▸ Directive
Count how many lines of the records below contain the string "shorts". Reply with that number only.

▸ Data in this exercise
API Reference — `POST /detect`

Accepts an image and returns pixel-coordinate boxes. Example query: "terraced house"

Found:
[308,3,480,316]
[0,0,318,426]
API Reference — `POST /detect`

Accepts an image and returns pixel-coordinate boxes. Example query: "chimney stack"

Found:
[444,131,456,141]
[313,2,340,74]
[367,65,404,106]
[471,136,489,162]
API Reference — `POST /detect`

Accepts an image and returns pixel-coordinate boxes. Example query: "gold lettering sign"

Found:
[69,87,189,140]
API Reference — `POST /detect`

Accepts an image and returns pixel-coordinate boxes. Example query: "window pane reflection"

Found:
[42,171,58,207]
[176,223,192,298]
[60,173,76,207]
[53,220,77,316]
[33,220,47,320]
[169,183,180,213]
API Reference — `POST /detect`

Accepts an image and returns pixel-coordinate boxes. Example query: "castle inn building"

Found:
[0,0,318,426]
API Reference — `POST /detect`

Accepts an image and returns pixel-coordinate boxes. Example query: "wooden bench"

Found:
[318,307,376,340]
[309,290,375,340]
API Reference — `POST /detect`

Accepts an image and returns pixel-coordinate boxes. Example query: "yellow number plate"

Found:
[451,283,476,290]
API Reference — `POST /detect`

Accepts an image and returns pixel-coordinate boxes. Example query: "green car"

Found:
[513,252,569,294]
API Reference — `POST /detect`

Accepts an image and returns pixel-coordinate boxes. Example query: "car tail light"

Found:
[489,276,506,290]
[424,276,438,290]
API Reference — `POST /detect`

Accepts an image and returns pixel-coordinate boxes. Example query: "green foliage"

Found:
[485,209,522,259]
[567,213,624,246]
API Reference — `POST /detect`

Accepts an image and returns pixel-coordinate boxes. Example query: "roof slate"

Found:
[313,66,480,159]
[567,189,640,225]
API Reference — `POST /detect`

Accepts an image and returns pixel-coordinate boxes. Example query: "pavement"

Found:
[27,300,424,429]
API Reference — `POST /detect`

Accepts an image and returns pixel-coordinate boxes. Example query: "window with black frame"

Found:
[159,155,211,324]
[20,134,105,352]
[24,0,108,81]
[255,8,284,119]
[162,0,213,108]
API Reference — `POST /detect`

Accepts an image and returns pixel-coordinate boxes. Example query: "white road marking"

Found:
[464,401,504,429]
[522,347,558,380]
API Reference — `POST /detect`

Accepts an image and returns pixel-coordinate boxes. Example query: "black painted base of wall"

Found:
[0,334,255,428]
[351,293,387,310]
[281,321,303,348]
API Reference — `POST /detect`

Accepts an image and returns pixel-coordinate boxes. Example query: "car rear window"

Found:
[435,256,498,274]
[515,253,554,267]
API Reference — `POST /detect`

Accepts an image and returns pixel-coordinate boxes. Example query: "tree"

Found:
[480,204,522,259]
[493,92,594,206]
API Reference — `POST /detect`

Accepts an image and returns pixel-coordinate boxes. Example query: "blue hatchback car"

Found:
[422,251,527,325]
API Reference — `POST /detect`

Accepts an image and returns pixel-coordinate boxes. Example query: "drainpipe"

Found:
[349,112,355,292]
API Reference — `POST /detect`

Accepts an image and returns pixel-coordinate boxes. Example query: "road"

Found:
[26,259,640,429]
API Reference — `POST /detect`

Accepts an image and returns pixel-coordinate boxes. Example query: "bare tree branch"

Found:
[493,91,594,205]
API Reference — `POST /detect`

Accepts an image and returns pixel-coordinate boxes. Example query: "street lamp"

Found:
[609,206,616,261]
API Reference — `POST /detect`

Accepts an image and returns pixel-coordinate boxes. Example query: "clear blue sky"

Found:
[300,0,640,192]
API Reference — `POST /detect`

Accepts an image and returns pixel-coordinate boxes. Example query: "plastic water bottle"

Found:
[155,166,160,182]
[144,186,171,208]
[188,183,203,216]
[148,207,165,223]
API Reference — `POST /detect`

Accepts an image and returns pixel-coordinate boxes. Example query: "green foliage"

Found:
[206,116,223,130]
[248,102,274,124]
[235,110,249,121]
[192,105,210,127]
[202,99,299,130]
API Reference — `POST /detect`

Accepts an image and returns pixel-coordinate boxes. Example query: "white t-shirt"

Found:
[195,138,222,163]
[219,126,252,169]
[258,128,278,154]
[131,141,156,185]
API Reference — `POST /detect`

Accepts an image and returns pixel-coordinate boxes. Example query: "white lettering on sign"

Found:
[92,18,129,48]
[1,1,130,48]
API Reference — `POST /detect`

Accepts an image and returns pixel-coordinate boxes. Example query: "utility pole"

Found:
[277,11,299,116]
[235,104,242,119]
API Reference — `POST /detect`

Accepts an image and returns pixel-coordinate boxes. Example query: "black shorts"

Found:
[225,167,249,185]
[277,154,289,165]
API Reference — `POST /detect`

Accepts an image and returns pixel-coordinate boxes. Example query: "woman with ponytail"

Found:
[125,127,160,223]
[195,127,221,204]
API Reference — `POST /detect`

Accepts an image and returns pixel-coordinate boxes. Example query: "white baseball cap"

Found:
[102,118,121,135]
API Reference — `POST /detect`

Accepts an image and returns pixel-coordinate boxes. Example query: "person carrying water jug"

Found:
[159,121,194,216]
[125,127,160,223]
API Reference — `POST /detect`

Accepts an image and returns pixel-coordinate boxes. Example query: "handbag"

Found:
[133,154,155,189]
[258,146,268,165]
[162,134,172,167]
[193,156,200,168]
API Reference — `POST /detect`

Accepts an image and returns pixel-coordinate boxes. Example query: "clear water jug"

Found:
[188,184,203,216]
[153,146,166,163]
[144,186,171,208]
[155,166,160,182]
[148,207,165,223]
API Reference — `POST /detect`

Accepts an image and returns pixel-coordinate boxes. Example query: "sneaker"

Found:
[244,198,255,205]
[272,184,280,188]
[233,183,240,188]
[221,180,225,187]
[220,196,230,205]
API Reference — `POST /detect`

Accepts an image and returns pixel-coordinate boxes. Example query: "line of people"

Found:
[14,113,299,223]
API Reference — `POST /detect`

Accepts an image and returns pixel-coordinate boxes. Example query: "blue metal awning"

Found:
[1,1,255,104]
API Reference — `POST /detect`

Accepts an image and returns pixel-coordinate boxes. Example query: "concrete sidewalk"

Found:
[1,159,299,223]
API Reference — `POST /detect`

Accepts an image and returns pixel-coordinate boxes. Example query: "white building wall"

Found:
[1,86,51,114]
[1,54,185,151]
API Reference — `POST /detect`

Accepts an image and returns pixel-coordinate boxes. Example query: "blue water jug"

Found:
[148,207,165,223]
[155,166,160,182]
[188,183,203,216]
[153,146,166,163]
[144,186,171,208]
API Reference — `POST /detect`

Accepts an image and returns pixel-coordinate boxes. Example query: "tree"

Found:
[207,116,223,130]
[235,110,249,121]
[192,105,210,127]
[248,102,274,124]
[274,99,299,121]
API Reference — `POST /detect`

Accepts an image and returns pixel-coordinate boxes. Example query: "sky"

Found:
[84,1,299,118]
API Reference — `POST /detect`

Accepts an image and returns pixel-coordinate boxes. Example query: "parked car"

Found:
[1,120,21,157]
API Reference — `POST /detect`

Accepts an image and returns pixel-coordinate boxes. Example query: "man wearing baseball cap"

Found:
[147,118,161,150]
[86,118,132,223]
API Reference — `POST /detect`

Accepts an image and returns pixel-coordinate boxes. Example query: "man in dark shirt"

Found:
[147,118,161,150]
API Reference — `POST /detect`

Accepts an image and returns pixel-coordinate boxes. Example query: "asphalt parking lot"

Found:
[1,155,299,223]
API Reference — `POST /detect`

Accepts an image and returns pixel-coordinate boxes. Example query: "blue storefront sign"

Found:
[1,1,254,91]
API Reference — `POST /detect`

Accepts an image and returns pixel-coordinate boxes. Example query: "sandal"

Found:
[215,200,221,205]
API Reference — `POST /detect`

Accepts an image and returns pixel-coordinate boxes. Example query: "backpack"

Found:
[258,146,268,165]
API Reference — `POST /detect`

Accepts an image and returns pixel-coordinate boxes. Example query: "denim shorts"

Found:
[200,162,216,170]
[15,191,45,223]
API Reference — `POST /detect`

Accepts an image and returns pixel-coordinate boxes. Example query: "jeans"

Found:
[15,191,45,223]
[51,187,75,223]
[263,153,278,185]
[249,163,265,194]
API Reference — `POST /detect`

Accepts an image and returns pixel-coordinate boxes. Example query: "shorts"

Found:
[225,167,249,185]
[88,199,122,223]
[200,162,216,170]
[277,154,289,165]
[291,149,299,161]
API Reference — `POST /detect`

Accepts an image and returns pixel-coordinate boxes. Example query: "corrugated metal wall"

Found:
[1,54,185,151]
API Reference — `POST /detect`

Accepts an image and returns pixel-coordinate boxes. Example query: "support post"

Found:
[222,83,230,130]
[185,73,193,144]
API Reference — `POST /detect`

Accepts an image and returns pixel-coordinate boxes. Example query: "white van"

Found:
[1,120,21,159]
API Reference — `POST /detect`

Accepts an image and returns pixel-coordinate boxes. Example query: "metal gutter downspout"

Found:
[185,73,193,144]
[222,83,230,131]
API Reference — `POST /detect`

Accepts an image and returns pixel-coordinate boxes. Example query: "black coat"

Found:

▸ Task answer
3